Now, onto structs! A struct is a way in which we combine multiple heterogeneous datatypes into a single, coherent, structure. An example is shown below.
struct _sigma16_cpu {
sigma16_reg_t regs[16];
union sigma16_inst_variant ir;
sigma16_reg_t pc;
sigma16_reg_t adr;
sigma16_reg_t dat;
sigma16_reg_status_t status;
_Bool sys;
_Bool ie;
sigma16_reg_t mask;
sigma16_reg_t req;
sigma16_reg_status_t istat;
sigma16_reg_t ipc;
sigma16_reg_t vect;
}
The struct, _sigma16_cpu
has several fields (e.g. pc
, adr
, status
) which can be individually accessed. To improve performance, the C compiler will attempt to align the size of the struct to the size of the largest field. However, not all the datatypes have the same size (assert(sizeof(char) == sizeof(int))
will fail) so to properly align the struct the compiler will insert padding bytes.
#include <assert.h>
struct C {
char x; /* 1 */
int y; /* 4 */
};
struct I {
int x; /* 4 */
int y; /* 4 */
};
int main() {
struct C c = {.x = 'A', .y = 41};
struct I i = {.x = 41, .y = 41};
assert(sizeof(c) == sizeof(i));
}
In both structs, int
is the largest data type which means both structs will attempt to align to it. However, char
has a size of 1 so the compiler inserts 3 padding bytes, bringing the size of struct C
to 8.
[user@beelzebub]: /tmp/tmp.s3NX4aNGmq>$ gcc test.c -o test
[user@beelzebub]: /tmp/tmp.s3NX4aNGmq>$ ./test
[user@beelzebub]: /tmp/tmp.s3NX4aNGmq>$
As we can see, the assertion held. In other languages the fields of a struct may be reorganised to improve structure size by reducing the amount of padding bytes required.
struct A {
char x;
int y;
char z;
}; /* sizeof(struct A) == 12 */
struct B {
char x;
char z;
int y;
}; /* sizeof(struct B) == 8 */
Despite having the same fields, struct A
is larger than struct B
. Although, if you want to remove padding entirely you can use __attribute__((packed))
.
__attribute__((packed)) struct A {
char x;
int y;
char z;
}; /* sizeof(struct A) == 6 */
However, this is not a compiler directive and removing padding will make structures cache-unfriendly which will likely hamper performance.

# [Dataset records]
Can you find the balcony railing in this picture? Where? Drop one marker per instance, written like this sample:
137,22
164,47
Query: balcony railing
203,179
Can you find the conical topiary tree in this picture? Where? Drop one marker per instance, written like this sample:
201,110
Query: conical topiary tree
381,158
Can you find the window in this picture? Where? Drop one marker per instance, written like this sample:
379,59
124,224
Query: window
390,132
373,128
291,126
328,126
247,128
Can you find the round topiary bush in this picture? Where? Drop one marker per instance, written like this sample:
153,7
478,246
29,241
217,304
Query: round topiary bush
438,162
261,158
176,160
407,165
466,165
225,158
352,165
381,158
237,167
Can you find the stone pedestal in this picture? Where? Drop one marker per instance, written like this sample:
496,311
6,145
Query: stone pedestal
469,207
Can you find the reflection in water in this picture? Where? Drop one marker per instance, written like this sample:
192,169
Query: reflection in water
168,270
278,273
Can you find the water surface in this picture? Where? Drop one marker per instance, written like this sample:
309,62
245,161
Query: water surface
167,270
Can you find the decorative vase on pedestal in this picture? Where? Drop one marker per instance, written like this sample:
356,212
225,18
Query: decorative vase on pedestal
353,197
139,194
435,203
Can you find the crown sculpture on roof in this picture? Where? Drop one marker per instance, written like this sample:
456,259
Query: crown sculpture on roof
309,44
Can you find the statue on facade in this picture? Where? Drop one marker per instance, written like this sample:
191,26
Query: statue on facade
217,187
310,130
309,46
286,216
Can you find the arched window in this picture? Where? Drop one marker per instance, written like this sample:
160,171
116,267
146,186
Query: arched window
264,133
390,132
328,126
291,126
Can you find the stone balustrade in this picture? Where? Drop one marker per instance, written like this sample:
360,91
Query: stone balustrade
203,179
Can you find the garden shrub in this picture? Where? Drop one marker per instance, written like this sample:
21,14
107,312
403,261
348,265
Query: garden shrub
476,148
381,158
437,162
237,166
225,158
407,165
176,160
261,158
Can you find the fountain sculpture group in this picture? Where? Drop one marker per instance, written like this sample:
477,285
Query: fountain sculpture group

# [Task instructions]
[1] Decide whether each statement below agrees with the passage on C struct padding. For each one, answer yes or no and quote the words from the passage that settle it.
(a) The compiler adds 3 padding bytes to struct C.
(b) Struct A takes up less space than struct B.
(c) Removing padding makes structures friendlier to the cache.
[2] Proceed with the passage on C struct padding, picking up right after its final sentence.

# [Results in order]
[1]
(a) Yes: "the compiler inserts 3 padding bytes"
(b) No: "is larger than struct B"
(c) No: "removing padding will make structures cache-unfriendly which will likely hamper performance"

[2]
How do padding bytes replate to information leakage? Padding bytes pare not safely accessible in C and may contain arbitrary memory. Places where this may occur is where we write a struct by doing foo(&my_struct, sizeof(my_struct));
because you are including padding bytes. Instead, to write and read in structs, you should do it by individually accessing each field. An example application with an information leakage from struct padding is below.
#include <crypt.h>
#include <stdio.h>
#include <string.h>
#define KEY_SIZE 16
#define SALT_SIZE 16
#define BLOWFISH 2
struct credentials {
char salt[SALT_SIZE];
char key[KEY_SIZE];
};
struct encrypted {
unsigned char scheme;
long long uid;
unsigned char version;
};
char* read_user_creds(struct credentials* creds) {
/* clear memory for null bytes */
memset(creds->key, '\0', KEY_SIZE);
memset(creds->salt, '\0', SALT_SIZE);
fgets(creds->key, KEY_SIZE, stdin);
fgets(creds->salt, SALT_SIZE, stdin);
}
char* encrypt_user_data(void) {
struct credentials creds;
read_user_creds(&creds);
return crypt(creds.key, creds.salt);
}
int save_ciphertext_info(const char* fname) {
static int uid = 0;
struct encrypted blob = {.scheme = BLOWFISH, uid = uid++, .version = 0};
FILE* save_file;
if (!(save_file = fopen(fname, "wb"))) {
return -1;
}
fwrite(&blob, sizeof(blob), 1, save_file);
fclose(save_file);
}
int main() {
char* encrypted;
encrypted = encrypt_user_data();
if (save_ciphertext_info("ciphertext_info.bin") < 0) {
return -1;
}
printf("encrypted: %s\n", encrypted);
return 0;
}
The application asks a user for their password and a salt to encrypt using crypt
. Then the application emits the an encyption id, application version, and the encryption scheme.
[user@beelzebub]: /tmp/tmp.eFj7oJofHA>$ gcc vuln.c -lcrypt -Wall -Wextra -pedantic -o vuln
[user@beelzebub]: /tmp/tmp.eFj7oJofHA>$ ./vuln
hunter2
s4lt
encrypted: s4Rw0kbw0ZFaU
[user@beelzebub]: /tmp/tmp.eFj7oJofHA>$ stat ciphertext_info.bin
File: ciphertext_info.bin
Size: 24 Blocks: 8 IO Block: 4096 regular file
Device: 2dh/45d Inode: 679587 Links: 1
Access: (0644/-rw-r--r--) Uid: ( 1000/ user) Gid: ( 1000/ user)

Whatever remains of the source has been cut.